**Work required**
Repeat each record word for word. Leave nothing out.

(Collected data)
• • • • • • •

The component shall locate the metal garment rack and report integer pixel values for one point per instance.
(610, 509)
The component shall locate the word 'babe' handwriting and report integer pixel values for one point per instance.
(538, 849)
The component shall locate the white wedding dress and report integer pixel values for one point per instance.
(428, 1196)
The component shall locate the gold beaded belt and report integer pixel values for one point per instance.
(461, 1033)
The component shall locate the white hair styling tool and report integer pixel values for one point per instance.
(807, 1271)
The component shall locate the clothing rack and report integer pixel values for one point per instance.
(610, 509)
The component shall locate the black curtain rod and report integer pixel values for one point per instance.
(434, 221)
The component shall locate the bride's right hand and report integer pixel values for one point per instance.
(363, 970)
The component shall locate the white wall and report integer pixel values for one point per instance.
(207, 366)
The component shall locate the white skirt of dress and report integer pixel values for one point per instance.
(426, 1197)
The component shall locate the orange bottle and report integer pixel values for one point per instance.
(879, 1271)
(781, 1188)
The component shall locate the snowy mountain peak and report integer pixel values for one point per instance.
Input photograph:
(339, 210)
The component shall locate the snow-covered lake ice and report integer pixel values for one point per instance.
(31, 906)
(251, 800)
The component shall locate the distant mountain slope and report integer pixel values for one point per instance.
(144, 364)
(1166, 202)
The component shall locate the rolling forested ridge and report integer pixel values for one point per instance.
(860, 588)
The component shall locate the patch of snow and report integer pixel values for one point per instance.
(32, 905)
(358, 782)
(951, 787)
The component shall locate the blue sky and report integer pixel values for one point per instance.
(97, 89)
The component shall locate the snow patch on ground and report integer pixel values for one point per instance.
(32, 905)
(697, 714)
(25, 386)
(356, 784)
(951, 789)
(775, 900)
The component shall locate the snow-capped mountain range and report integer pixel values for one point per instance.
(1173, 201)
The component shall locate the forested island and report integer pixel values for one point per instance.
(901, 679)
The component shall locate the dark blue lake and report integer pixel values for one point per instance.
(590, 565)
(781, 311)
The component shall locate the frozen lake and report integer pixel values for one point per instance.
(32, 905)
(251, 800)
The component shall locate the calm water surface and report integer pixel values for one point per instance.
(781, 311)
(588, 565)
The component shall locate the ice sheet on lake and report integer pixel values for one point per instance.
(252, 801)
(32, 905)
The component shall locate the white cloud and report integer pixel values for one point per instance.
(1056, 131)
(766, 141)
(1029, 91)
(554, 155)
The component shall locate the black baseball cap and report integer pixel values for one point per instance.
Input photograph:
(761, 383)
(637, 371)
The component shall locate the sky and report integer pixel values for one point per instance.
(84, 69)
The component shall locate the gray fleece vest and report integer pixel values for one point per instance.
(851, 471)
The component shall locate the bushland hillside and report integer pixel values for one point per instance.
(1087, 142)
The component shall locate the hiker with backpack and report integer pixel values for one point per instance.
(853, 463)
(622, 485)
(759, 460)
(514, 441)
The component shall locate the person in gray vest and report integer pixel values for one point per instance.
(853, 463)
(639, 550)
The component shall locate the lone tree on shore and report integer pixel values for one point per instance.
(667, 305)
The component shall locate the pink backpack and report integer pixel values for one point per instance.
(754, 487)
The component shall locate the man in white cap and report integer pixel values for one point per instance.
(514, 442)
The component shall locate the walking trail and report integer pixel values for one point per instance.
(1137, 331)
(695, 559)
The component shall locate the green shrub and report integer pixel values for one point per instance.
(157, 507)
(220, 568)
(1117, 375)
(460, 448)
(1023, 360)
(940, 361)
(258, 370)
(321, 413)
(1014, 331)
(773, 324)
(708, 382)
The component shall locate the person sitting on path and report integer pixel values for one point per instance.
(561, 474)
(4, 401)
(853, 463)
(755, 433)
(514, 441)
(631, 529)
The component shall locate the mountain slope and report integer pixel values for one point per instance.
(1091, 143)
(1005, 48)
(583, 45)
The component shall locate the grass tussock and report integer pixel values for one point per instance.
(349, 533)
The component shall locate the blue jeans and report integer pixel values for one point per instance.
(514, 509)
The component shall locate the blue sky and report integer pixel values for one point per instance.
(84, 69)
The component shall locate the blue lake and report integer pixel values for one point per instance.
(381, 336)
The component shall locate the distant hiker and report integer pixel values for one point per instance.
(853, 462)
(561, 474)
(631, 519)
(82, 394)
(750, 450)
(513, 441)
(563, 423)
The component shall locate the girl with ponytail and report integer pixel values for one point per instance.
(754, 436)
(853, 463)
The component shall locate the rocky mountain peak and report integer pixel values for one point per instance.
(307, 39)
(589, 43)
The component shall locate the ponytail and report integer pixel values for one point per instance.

• • • • • • •

**Answer to this exercise**
The component shall locate the metal garment rack and report integer pixel values for one point per instance.
(610, 509)
The component shall locate the word 'babe' handwriting and report integer pixel values for one point per instance.
(538, 849)
The component shall locate the white wedding dress and report integer pixel values for one point per instance.
(428, 1196)
The component shall locate the gold beaded belt and report integer pixel values for one point per instance.
(461, 1033)
The component shall locate the white hair styling tool and report integer pixel values for one point per instance.
(807, 1271)
The component shall locate the clothing rack and report integer pixel values for one point per instance.
(610, 509)
The component shall locate the black curtain rod and report integer pixel values for one point per instance.
(434, 221)
The component shall locate the bride's right hand and report integer pixel values for one point per instance.
(363, 970)
The component shall locate the white wall and report integer pixel values for one point per instance.
(207, 366)
The component shall locate the white skirt of dress and report integer pixel values for one point per instance.
(426, 1197)
The component shall locate the orange bottle and report integer pixel values for one point per instance.
(879, 1271)
(781, 1188)
The component shall locate the snowy mountain peak and report integer pixel values for one point per instance.
Input photograph:
(339, 210)
The component shall locate the snow-covered lake ice and report integer pixel values for one point per instance.
(31, 906)
(251, 800)
The component shall locate the distant mountain slope and report integer pixel values for one point per instance.
(144, 364)
(1166, 202)
The component shall locate the rolling forested ridge and report integer pixel values for one point per instance.
(860, 588)
The component shall locate the patch of snow and report integer pixel values for one point per instance.
(32, 905)
(358, 782)
(951, 787)
The component shall locate the blue sky and report integer pixel values for one point per instance.
(97, 89)
The component shall locate the snow patch on ground and report integer pixel values for one point per instance.
(32, 905)
(697, 714)
(25, 386)
(356, 784)
(951, 789)
(775, 900)
The component shall locate the snow-capped mountain range and report integer pixel values for one point per instance.
(1173, 201)
The component shall locate the forested island and report integer pixel values for one point per instance.
(901, 679)
The component shall locate the dark blue lake and report integer pixel values for one point per instance.
(590, 565)
(781, 311)
The component shall locate the frozen lake and report integer pixel values for one point per instance.
(32, 905)
(251, 800)
The component shall locate the calm water surface and report integer pixel values for one point per instance.
(781, 311)
(588, 565)
The component shall locate the ice sheet on lake and report integer pixel values for one point per instance.
(252, 801)
(32, 905)
The component shall locate the white cloud and report integer pixel values for one point per instance.
(1056, 131)
(766, 141)
(1029, 91)
(554, 155)
The component shall locate the black baseball cap and report integer pixel values for one point per instance.
Input photograph:
(761, 383)
(637, 371)
The component shall locate the sky and report integer pixel values for one point per instance.
(84, 69)
The component shall locate the gray fleece vest and report integer pixel values for one point per instance.
(851, 471)
The component shall locate the bushland hillside and report integer pixel values for one point per instance.
(1087, 142)
The component shall locate the hiker with backpack and report integer pixel values for one point per instance.
(853, 463)
(622, 485)
(759, 460)
(514, 441)
The component shall locate the person in gray vest and report integer pixel values for one point per instance.
(853, 463)
(639, 550)
The component shall locate the lone tree on shore and report integer pixel values for one point per instance.
(667, 305)
The component shall locate the pink backpack and report integer pixel values for one point per instance.
(754, 487)
The component shall locate the man in white cap and report integer pixel values for one point per instance.
(514, 442)
The component shall locate the walking trail and report integer pixel values for one point per instance.
(1137, 331)
(695, 559)
The component shall locate the green shrub and report integer pixel values for one point per instance.
(157, 507)
(220, 568)
(1117, 375)
(460, 448)
(1023, 360)
(940, 361)
(258, 370)
(321, 413)
(1014, 331)
(773, 324)
(708, 382)
The component shall locate the person sitting on path and report integer pixel values for one point per instance.
(561, 474)
(4, 401)
(853, 463)
(755, 433)
(514, 441)
(631, 529)
The component shall locate the mountain slope and report integer pixel values for one point per instance.
(1091, 143)
(1005, 48)
(583, 45)
The component shall locate the grass tussock and report integer pixel values for one point per instance.
(349, 533)
The component shall locate the blue jeans and report integer pixel values for one point per instance.
(514, 509)
The component shall locate the blue sky and report integer pixel values for one point per instance.
(84, 69)
The component shall locate the blue lake and report integer pixel values for one point per instance.
(381, 336)
The component shall locate the distant hiker and report integer pixel values for one point per instance.
(853, 462)
(561, 474)
(631, 519)
(82, 394)
(750, 450)
(513, 441)
(563, 423)
The component shall locate the girl with ponytail and report integer pixel values for one point per instance.
(754, 436)
(853, 463)
The component shall locate the rocky mountain peak and report integer pixel values for one point per instance.
(307, 39)
(589, 43)
The component shall locate the ponytail and report integer pixel values for one point per instance.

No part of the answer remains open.